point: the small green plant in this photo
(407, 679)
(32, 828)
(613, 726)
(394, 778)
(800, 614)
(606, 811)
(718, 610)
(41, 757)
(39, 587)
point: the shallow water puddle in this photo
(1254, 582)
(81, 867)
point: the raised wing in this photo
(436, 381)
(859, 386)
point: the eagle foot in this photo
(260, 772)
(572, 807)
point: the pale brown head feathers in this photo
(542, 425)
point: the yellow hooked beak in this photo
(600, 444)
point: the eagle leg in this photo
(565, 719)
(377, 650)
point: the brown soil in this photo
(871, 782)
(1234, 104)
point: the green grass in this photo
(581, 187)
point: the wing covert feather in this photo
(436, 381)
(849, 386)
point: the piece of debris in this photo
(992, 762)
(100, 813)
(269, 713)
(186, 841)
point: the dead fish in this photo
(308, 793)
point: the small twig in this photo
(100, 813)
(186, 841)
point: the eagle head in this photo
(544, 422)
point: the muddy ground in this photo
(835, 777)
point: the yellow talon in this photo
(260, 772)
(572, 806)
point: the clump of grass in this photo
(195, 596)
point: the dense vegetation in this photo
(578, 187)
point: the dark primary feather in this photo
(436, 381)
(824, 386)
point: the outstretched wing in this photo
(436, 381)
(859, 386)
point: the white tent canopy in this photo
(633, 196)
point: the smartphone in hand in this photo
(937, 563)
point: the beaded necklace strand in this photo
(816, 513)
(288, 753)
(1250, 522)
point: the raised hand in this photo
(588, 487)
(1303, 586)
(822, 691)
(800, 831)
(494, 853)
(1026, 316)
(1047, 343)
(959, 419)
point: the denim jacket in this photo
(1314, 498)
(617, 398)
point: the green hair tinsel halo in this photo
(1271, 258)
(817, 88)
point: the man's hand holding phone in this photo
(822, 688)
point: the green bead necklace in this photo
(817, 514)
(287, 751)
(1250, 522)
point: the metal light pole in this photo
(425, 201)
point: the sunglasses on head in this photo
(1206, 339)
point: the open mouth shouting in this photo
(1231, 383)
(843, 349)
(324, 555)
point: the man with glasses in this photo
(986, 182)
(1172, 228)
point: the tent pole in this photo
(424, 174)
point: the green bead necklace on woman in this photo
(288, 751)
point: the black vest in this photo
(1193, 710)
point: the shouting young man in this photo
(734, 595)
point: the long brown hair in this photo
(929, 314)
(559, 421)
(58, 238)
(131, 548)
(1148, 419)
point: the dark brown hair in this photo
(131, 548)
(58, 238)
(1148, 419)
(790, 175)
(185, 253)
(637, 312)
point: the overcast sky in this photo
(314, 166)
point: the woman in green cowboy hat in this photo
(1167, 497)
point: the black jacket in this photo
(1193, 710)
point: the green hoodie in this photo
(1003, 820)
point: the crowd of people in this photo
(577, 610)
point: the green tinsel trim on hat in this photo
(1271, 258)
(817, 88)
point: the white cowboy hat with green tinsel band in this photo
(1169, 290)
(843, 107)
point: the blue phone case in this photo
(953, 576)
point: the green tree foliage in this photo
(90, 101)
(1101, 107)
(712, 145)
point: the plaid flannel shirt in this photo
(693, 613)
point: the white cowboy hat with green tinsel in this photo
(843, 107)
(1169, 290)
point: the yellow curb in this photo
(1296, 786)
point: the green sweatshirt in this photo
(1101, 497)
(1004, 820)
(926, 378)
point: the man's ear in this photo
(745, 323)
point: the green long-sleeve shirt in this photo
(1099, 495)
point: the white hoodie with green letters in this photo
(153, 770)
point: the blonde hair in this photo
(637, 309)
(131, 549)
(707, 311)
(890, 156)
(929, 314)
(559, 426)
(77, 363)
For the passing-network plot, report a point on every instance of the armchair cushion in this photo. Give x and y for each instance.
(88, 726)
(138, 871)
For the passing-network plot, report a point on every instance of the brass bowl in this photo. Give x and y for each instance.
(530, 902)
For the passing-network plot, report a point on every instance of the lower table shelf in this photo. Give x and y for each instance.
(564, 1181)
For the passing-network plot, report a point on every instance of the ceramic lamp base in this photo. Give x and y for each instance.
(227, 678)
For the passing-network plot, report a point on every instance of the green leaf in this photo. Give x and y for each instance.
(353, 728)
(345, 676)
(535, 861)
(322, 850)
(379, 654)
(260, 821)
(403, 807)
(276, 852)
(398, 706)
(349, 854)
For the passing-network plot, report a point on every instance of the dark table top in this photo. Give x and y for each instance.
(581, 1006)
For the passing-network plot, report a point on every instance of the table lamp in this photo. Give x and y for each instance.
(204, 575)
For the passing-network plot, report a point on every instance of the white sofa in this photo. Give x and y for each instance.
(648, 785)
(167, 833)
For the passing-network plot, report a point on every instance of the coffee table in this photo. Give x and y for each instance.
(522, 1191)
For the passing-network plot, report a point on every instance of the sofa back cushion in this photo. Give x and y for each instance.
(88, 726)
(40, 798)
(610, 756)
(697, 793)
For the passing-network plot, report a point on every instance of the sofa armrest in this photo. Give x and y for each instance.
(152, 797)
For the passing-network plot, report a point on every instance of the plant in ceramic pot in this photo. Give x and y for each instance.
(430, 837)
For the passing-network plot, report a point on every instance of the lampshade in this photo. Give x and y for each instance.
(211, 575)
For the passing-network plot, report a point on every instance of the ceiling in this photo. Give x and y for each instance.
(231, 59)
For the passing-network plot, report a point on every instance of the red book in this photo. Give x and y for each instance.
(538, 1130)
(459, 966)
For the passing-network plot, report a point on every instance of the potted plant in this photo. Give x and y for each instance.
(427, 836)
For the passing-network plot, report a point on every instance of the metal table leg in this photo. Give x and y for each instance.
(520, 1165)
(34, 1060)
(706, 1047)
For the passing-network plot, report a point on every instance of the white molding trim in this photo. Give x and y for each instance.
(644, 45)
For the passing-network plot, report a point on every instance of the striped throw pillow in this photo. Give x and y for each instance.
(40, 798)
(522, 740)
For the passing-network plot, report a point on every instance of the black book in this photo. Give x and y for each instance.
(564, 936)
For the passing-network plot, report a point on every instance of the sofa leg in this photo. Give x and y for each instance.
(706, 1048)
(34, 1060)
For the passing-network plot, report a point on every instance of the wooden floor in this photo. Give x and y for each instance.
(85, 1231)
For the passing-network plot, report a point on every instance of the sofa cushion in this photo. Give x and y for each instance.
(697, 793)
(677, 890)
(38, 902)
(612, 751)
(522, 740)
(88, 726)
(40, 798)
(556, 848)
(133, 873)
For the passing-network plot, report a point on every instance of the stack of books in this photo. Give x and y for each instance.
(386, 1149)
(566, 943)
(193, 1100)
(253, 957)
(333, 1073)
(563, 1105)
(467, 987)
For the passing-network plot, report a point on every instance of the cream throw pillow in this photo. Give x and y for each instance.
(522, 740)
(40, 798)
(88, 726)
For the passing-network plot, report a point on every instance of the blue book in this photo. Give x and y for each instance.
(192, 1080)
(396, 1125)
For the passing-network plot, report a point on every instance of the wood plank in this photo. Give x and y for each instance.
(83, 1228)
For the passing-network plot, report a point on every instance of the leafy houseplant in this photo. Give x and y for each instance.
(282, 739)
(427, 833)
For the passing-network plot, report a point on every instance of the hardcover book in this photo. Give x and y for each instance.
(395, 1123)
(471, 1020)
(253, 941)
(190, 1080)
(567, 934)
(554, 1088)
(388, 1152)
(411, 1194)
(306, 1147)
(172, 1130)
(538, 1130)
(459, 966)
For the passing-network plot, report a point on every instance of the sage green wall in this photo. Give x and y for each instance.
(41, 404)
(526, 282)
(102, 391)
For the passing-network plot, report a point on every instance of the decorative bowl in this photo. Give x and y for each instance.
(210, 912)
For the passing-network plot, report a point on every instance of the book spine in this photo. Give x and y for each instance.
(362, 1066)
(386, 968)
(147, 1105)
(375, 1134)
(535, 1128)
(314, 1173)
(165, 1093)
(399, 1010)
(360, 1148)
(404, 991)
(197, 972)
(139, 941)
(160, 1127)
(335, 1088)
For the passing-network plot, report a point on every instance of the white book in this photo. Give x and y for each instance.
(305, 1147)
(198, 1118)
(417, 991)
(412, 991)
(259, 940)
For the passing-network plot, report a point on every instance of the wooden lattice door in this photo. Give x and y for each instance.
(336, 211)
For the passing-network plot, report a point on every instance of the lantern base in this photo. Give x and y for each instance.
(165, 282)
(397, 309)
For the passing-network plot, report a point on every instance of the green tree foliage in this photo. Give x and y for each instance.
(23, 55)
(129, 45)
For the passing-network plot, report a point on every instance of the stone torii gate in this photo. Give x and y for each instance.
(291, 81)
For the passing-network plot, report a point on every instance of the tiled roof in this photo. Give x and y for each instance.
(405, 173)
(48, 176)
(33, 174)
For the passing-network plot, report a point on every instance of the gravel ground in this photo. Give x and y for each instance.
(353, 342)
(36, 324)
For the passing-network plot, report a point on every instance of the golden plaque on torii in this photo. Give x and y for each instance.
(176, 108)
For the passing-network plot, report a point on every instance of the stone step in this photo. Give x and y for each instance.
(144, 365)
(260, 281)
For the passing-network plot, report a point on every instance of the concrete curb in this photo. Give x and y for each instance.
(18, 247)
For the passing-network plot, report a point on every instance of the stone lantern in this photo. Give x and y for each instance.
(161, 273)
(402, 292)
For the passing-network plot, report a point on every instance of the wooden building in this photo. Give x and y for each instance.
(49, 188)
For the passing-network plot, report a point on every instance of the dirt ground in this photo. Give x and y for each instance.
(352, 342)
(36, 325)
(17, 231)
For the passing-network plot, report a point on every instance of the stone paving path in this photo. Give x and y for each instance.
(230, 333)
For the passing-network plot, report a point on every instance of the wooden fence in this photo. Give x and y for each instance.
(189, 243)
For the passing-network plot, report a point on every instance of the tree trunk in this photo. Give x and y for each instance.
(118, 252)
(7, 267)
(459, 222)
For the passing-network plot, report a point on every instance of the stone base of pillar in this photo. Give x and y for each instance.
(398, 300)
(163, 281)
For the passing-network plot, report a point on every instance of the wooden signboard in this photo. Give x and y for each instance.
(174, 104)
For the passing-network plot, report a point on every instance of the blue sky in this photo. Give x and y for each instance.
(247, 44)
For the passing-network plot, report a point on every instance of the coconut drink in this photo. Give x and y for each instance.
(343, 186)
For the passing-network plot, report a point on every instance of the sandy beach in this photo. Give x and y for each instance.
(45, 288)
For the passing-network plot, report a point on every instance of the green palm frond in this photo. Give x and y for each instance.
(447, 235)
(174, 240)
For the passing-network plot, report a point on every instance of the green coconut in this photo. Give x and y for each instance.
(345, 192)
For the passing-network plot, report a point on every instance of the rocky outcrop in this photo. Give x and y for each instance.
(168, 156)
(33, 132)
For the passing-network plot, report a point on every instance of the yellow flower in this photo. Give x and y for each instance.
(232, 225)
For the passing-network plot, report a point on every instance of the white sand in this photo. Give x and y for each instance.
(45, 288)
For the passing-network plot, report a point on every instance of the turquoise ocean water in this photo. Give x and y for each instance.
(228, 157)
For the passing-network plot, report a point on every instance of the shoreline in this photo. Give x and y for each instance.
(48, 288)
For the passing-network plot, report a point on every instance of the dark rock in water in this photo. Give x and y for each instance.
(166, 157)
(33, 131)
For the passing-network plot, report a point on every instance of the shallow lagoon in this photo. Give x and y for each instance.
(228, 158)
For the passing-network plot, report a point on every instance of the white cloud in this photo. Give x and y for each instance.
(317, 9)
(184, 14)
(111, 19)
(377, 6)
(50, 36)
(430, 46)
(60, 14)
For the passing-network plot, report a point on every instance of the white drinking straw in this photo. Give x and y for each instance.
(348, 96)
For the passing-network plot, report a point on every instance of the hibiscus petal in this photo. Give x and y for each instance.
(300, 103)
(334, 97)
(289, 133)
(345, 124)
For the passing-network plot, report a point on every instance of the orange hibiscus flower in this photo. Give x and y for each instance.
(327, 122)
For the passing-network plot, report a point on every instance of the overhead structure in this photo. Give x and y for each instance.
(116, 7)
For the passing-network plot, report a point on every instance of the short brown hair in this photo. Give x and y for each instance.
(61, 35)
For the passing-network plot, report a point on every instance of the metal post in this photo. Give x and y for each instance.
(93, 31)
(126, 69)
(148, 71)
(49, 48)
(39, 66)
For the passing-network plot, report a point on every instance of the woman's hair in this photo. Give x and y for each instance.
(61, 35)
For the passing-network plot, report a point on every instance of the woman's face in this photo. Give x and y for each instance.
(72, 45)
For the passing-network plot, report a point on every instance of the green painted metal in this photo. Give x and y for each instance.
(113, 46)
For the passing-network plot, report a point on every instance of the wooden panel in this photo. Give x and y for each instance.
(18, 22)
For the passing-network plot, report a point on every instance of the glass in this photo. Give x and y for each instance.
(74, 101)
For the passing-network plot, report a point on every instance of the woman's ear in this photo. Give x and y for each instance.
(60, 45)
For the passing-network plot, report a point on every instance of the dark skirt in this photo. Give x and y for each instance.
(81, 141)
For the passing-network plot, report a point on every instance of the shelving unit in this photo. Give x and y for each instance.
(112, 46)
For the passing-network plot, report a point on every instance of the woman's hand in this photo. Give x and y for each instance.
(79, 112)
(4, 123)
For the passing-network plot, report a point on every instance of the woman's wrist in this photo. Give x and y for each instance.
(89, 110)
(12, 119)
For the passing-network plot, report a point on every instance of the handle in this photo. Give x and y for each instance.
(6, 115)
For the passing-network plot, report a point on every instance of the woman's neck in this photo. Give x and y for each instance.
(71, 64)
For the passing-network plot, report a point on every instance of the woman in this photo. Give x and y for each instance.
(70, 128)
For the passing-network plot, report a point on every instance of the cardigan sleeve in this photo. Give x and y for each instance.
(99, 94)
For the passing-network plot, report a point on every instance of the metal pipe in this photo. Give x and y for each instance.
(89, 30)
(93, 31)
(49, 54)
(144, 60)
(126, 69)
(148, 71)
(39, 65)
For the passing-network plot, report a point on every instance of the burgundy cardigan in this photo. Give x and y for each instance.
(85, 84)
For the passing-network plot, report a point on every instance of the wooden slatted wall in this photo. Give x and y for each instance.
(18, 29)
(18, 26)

§ GIVEN INSTRUCTION:
Write out exactly the lines from the line holding "of the handle" through the last line of the data, and nothing besides those lines.

§ TASK RESULT:
For the passing-network plot, report a point on every instance of the handle in this photo. Give x and y for each instance.
(6, 115)
For the passing-network plot, report a point on every instance of the woman's neck in this photo. Give x and y for each instance.
(71, 64)
For the passing-network plot, report a point on every instance of the woman in this photo. Give x and y for each instance.
(70, 128)
For the passing-network plot, report a point on every instance of the cardigan sleeve in this photo. Give x and y for each instance.
(99, 94)
For the passing-network plot, report a point on every instance of the metal pipe in this photo. Give x and y for each instance.
(89, 30)
(93, 31)
(49, 54)
(144, 60)
(126, 69)
(148, 71)
(39, 65)
For the passing-network plot, report a point on every instance of the burgundy cardigan in this photo. Give x and y for each instance.
(85, 84)
For the passing-network plot, report a point on every instance of the wooden slatted wall in this photo. Give x and y for each instance.
(18, 29)
(18, 26)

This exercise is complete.